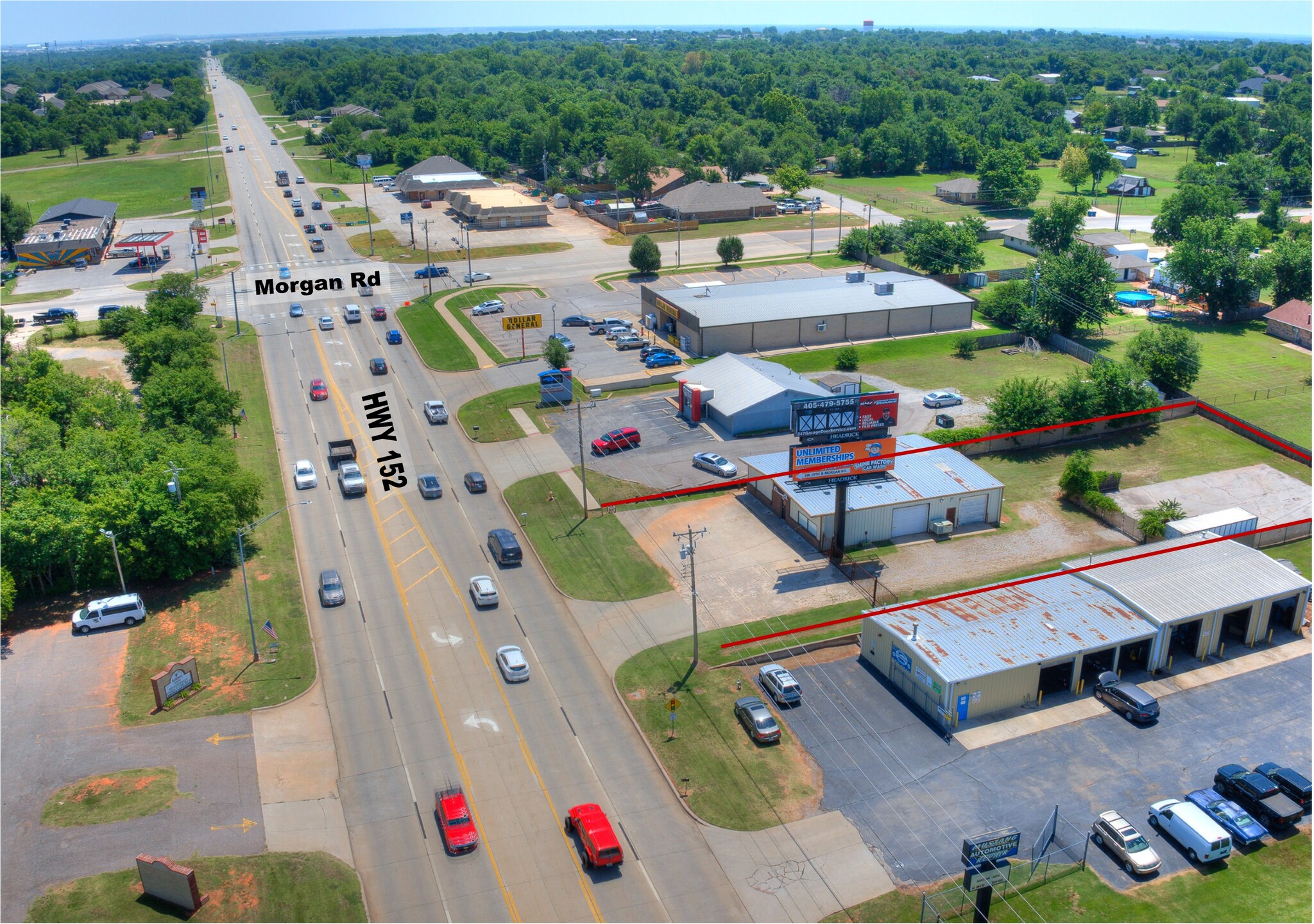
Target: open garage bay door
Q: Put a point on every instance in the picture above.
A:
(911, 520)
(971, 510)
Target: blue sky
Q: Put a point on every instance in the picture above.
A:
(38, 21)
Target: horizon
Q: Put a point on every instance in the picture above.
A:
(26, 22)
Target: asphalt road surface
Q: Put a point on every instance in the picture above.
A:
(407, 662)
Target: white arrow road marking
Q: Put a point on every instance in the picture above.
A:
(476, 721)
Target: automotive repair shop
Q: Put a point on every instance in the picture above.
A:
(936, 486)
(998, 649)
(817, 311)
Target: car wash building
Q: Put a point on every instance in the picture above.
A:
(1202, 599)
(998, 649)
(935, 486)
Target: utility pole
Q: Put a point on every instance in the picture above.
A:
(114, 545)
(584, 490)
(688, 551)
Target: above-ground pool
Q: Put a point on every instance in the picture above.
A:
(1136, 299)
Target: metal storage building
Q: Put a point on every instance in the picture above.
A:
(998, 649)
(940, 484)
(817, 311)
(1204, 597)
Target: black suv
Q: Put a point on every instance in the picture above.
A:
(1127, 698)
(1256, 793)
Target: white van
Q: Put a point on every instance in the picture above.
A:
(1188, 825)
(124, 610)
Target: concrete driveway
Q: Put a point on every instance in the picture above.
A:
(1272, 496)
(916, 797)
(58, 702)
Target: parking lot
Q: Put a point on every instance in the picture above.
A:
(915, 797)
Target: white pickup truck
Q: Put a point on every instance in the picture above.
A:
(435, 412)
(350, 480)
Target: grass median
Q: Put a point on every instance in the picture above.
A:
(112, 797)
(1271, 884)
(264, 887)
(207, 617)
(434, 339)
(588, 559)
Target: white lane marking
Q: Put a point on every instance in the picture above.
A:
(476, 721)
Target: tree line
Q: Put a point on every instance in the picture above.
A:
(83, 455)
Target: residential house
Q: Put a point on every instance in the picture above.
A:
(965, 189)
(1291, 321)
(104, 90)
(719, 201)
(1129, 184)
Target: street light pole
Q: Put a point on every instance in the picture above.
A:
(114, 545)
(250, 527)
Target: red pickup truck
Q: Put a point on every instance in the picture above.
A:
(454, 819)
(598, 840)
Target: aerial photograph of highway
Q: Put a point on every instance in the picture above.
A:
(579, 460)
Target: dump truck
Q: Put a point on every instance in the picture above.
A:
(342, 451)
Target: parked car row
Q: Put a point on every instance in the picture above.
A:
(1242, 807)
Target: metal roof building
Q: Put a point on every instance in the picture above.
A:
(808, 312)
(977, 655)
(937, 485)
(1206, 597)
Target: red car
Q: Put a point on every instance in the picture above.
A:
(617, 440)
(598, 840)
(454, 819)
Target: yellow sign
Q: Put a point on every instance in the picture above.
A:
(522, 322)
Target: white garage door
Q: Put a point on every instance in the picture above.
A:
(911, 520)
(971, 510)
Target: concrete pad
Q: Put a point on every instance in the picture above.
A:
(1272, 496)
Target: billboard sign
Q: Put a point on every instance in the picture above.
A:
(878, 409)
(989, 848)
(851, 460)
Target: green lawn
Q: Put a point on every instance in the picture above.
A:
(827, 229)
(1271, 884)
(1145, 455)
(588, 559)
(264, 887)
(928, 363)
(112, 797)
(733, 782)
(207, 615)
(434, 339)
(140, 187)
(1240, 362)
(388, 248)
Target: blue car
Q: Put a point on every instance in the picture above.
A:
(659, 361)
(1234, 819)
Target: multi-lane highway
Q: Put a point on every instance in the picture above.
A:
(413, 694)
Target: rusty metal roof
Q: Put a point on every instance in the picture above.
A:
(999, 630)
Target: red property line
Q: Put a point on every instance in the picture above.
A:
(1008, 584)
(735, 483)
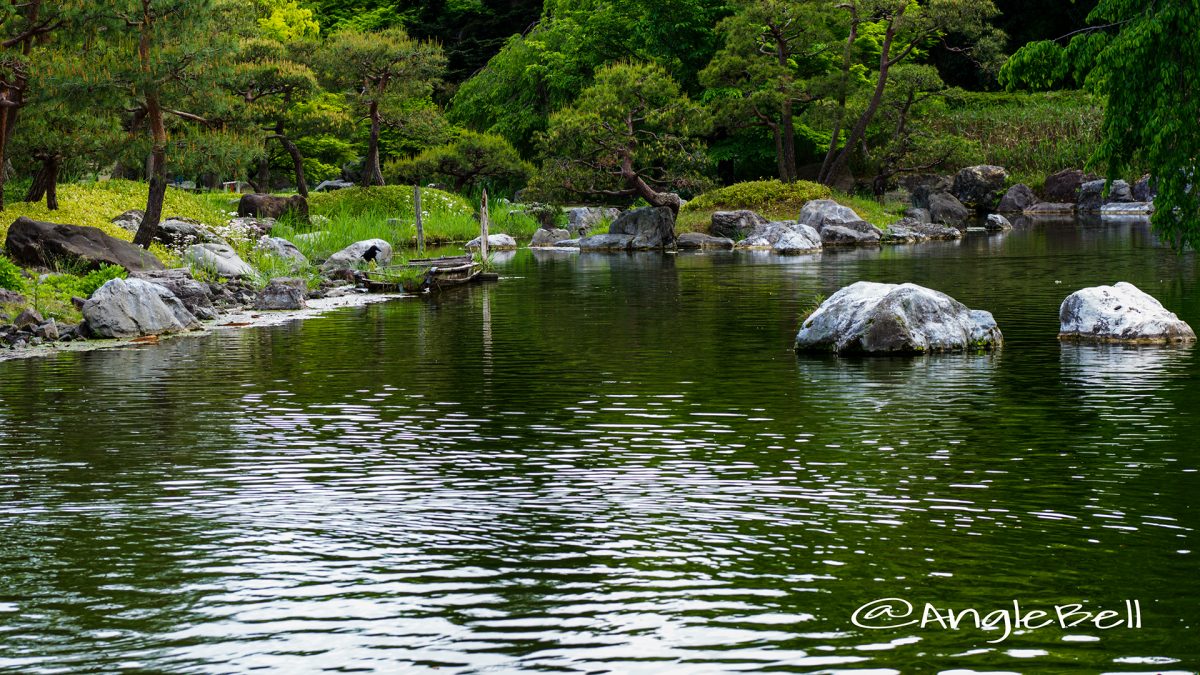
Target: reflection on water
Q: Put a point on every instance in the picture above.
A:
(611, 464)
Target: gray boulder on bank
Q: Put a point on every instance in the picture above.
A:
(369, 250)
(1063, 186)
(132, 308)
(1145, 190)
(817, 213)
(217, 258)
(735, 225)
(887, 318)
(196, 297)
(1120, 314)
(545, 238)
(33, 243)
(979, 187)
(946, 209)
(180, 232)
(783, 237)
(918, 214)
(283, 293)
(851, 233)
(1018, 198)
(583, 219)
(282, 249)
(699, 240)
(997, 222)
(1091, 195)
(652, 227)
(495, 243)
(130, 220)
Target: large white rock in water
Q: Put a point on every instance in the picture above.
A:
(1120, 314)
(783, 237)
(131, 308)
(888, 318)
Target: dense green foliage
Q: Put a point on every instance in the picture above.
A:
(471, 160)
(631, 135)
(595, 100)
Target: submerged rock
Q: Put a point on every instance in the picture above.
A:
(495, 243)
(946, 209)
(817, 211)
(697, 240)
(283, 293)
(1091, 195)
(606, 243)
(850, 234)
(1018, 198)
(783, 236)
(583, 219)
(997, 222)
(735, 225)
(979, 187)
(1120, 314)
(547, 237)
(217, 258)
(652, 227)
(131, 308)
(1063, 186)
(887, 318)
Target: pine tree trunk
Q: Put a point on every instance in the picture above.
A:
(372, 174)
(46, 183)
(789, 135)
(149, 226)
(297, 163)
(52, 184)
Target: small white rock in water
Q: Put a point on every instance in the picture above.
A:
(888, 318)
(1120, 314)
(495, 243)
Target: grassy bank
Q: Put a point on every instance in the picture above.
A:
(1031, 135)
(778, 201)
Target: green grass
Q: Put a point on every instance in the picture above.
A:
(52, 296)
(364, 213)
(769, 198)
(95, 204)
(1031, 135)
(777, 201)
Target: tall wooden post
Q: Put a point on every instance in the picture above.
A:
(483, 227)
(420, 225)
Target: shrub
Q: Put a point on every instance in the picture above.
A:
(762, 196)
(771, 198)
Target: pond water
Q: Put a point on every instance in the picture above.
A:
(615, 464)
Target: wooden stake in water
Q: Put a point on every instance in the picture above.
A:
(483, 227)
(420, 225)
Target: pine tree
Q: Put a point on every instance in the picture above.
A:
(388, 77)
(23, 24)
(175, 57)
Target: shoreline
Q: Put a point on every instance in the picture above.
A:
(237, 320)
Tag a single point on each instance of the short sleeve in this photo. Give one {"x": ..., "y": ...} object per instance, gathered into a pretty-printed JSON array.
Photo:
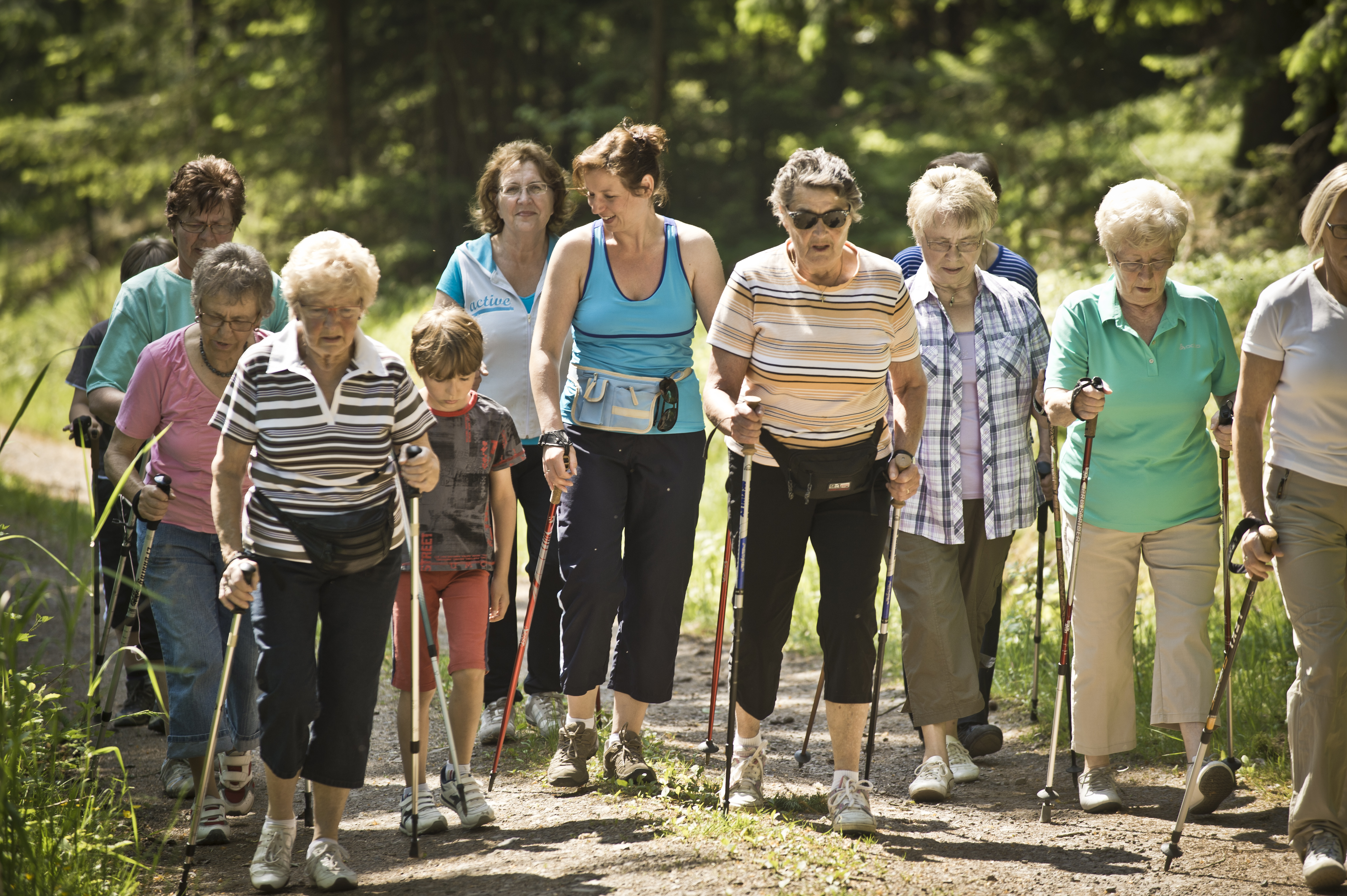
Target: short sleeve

= = =

● **The problem**
In the copy, include each entry exactly as written and none of the pictures.

● **Result for this exercise**
Target: open garage bay door
Q: Put a point on every instance in the picture above.
A:
(911, 520)
(971, 510)
Target: blue sky
Q: Put a point on every instance in the picture above.
A:
(38, 21)
Target: horizon
Q: Put a point on every instance in the picture above.
A:
(26, 22)
Target: asphalt road surface
Q: Put a point on every instance in the picture above.
A:
(407, 662)
Target: white arrow road marking
Q: Put a point on every instance in the picture above.
A:
(476, 721)
Target: automotive repair shop
Q: Put a point on every instance in the picture above.
A:
(936, 486)
(998, 649)
(817, 311)
Target: car wash building
Q: Put a point on every instance in the picture above.
A:
(1202, 599)
(998, 649)
(935, 486)
Target: utility pole
Q: Put a point on every instance in the picture above.
A:
(114, 545)
(584, 490)
(688, 551)
Target: above-ground pool
Q: Put a point on every instance in the picture above.
A:
(1136, 299)
Target: metal storage building
Q: Put a point on every instance in the picture above.
A:
(998, 649)
(940, 484)
(817, 311)
(1204, 597)
Target: black suv
Q: Put a point on every instance in the picture above.
A:
(1127, 698)
(1256, 793)
Target: white van
Q: Put a point on every instance in the picture above.
A:
(1188, 825)
(124, 610)
Target: concrete driveway
Q: Put a point on every instance in the picture above.
A:
(1272, 496)
(916, 797)
(58, 702)
Target: parking lot
Q: Put a point on every instance in the picture above.
A:
(915, 797)
Target: white pickup truck
Q: Put a point on every instance in the picture above.
A:
(435, 412)
(350, 480)
Target: grass median
Q: Put a point on every instance in the picture above.
A:
(112, 797)
(1271, 884)
(264, 887)
(207, 617)
(434, 339)
(588, 559)
Target: white lane marking
Q: Put a point on every instance in the picture above.
A:
(476, 721)
Target: tree line
Q: Put a point on every instance in the picture above.
A:
(83, 455)
Target: residential house
Q: Put a point on every instance in the picture above.
A:
(965, 189)
(1291, 321)
(104, 90)
(719, 201)
(1129, 184)
Target: street light pole
Q: Put a point on every instance in the picture above.
A:
(114, 545)
(250, 527)
Target: red pickup truck
Q: Put a point on every instance in the picture above.
A:
(454, 819)
(598, 840)
Target: aerial photograph of highway
Q: Put a point on every instance in the picture above.
A:
(579, 460)
Target: dump truck
Q: Put a point on every instance in the picture above.
A:
(342, 451)
Target: parked car row
Q: Put a point on every instance in the picture above.
A:
(1242, 807)
Target: metal roof building
Q: Put a point on every instance in the picture above.
A:
(808, 312)
(977, 655)
(937, 485)
(1206, 597)
Target: red car
Q: Put a point on every instance in the picture above.
A:
(617, 440)
(598, 840)
(454, 819)
Target: yellow sign
Q: Put a point on every instance in the picture above.
A:
(522, 322)
Target: white garage door
Q: Put a point on every instance in the picture above.
A:
(911, 520)
(971, 510)
Target: concrete pad
Q: Put a point on every instance in the picture above.
A:
(1272, 496)
Target: billboard sign
Q: Put a point on every instance in the picture above.
A:
(878, 409)
(989, 848)
(851, 460)
Target: green lawn
Q: Put a point on every instance in the picture above.
A:
(827, 229)
(1271, 884)
(1145, 455)
(588, 559)
(264, 887)
(928, 363)
(112, 797)
(733, 782)
(207, 615)
(434, 339)
(140, 187)
(1240, 362)
(388, 248)
Target: blue car
Q: Put a point on every instance in the picture above.
A:
(659, 361)
(1234, 819)
Target: multi-lane highway
Q: Put a point on every instance in the picture above.
A:
(413, 694)
Target: rusty metal roof
Q: Put a point on every instance in the picture above.
A:
(999, 630)
Target: red property line
Q: Put a point on every instance in the picture above.
A:
(1008, 584)
(735, 483)
Target: reflection on water
Q: Put a point on every instance in the picture above.
A:
(611, 464)
Target: gray boulder on bank
Q: Put a point on every instance in the picture above.
A:
(369, 250)
(1063, 186)
(132, 308)
(1145, 190)
(817, 213)
(217, 258)
(735, 225)
(887, 318)
(196, 297)
(1120, 314)
(545, 238)
(33, 243)
(979, 187)
(946, 209)
(180, 232)
(783, 237)
(918, 214)
(283, 293)
(851, 233)
(1018, 198)
(583, 219)
(282, 249)
(699, 240)
(997, 222)
(1091, 195)
(652, 227)
(495, 243)
(130, 220)
Target: large white rock in water
Q: Put a point on every instance in the picture above.
A:
(1120, 314)
(783, 237)
(131, 308)
(888, 318)
Target: dense green foliage
Q: Put a point on every instance in the picture above.
A:
(471, 160)
(631, 135)
(595, 100)
Target: submerged rock
Q: Put a point on every instance in the picture above.
A:
(495, 243)
(946, 209)
(817, 211)
(697, 240)
(283, 293)
(1091, 195)
(606, 243)
(850, 234)
(1018, 198)
(783, 236)
(583, 219)
(997, 222)
(735, 225)
(979, 187)
(1120, 314)
(547, 237)
(217, 258)
(652, 227)
(131, 308)
(1063, 186)
(887, 318)
Target: pine tree trunk
Q: Put a point on every instance in the picture above.
A:
(372, 174)
(46, 183)
(789, 135)
(149, 226)
(297, 163)
(52, 184)
Target: small white rock in water
Q: Put a point on every instance in the picture above.
A:
(888, 318)
(1120, 314)
(495, 243)
Target: grassy bank
Q: Put a point on every instance in the picture above.
A:
(1031, 135)
(778, 201)
Target: green grass
Q: Put a point on every instance in the picture above.
A:
(52, 296)
(364, 213)
(769, 198)
(95, 204)
(1031, 135)
(777, 201)
Target: tall wooden post
Q: Put a point on every instance in the picture above.
A:
(483, 227)
(420, 225)
Target: shrub
Q: Put a point on every instance in the picture above.
A:
(762, 196)
(771, 198)
Target: pond water
Q: Put a point on every instance in the picture above.
A:
(615, 464)
Target: wooden stake in water
Q: Put a point on every instance in the picture above.
A:
(483, 227)
(420, 225)
Target: pine tree
Q: Put a point on every instance in the picture above.
A:
(388, 77)
(23, 24)
(175, 57)
Target: shoreline
Q: Put a point on every instance in the picture above.
A:
(237, 320)
Tag a single point on each instance of the short sleeve in this photo. Give one {"x": ..., "y": ...} object per instance, gathered into a pretty-printed JSON array.
Photo:
Target: short sleeve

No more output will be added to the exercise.